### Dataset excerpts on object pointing
+---+

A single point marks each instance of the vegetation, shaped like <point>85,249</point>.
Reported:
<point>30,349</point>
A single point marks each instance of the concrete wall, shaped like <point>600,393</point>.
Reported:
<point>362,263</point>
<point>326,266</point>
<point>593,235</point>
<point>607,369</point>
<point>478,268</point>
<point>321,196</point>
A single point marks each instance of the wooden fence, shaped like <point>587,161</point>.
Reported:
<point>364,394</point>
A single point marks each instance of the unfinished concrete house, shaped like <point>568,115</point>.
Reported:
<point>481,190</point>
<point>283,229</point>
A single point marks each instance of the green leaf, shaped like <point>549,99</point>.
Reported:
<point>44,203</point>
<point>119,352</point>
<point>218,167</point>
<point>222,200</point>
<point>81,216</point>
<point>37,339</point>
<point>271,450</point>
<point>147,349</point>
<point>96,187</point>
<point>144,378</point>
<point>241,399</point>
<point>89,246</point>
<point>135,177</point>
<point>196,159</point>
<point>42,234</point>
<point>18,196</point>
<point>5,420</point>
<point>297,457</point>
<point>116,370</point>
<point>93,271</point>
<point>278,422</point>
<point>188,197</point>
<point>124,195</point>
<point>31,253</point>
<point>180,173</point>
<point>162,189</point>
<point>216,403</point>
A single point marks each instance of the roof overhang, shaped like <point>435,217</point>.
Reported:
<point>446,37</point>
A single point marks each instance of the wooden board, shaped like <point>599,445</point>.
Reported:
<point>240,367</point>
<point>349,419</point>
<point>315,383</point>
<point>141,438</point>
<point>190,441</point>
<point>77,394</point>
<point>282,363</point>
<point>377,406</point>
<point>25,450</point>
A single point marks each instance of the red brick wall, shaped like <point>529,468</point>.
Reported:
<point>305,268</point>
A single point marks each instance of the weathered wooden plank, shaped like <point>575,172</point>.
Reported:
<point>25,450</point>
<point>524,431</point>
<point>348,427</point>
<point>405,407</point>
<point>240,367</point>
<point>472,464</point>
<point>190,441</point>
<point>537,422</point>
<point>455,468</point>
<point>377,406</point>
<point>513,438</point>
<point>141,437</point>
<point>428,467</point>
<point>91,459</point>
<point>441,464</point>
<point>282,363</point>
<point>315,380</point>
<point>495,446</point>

+---+

### What this task involves
Reproduce the material in full, with no word added or dropped.

### Result
A single point marks each instance of the vegetation, shaped like <point>85,249</point>.
Reported:
<point>30,349</point>
A single point marks each instance of the concrete wall, shaped like <point>600,393</point>.
Reported:
<point>362,263</point>
<point>326,266</point>
<point>593,235</point>
<point>607,369</point>
<point>478,268</point>
<point>321,196</point>
A single point marks each instance of the wooden fence, shaped like <point>587,161</point>.
Reported:
<point>364,394</point>
A single point marks each instance of the unfinished concrete house, shaped like <point>568,115</point>.
Reported:
<point>481,190</point>
<point>283,229</point>
A single point marks each instance of the green leaf, shaped like <point>549,99</point>.
Reported:
<point>44,203</point>
<point>119,352</point>
<point>218,167</point>
<point>222,200</point>
<point>81,216</point>
<point>37,339</point>
<point>271,450</point>
<point>147,349</point>
<point>96,187</point>
<point>144,378</point>
<point>241,399</point>
<point>89,246</point>
<point>135,177</point>
<point>196,159</point>
<point>42,234</point>
<point>18,196</point>
<point>5,420</point>
<point>297,457</point>
<point>116,370</point>
<point>93,271</point>
<point>278,422</point>
<point>188,197</point>
<point>124,195</point>
<point>31,253</point>
<point>180,173</point>
<point>162,189</point>
<point>216,403</point>
A single point marks each instance of the roof overhang, shaped like <point>435,217</point>.
Reported:
<point>446,37</point>
A single point marks each instance of the wooden board, shaped like <point>599,445</point>.
Reported:
<point>240,367</point>
<point>349,419</point>
<point>315,383</point>
<point>141,438</point>
<point>190,441</point>
<point>77,394</point>
<point>282,363</point>
<point>377,406</point>
<point>25,450</point>
A single point marks each instance of the red brick wall, shaped like <point>529,468</point>.
Reported:
<point>305,268</point>
A single point marks each instance of the weathered wooden plank, shaped like <point>575,172</point>.
Reported:
<point>25,450</point>
<point>524,431</point>
<point>348,427</point>
<point>405,407</point>
<point>240,367</point>
<point>472,464</point>
<point>190,441</point>
<point>537,422</point>
<point>455,468</point>
<point>377,406</point>
<point>513,438</point>
<point>141,437</point>
<point>428,467</point>
<point>91,459</point>
<point>441,464</point>
<point>282,363</point>
<point>315,380</point>
<point>495,446</point>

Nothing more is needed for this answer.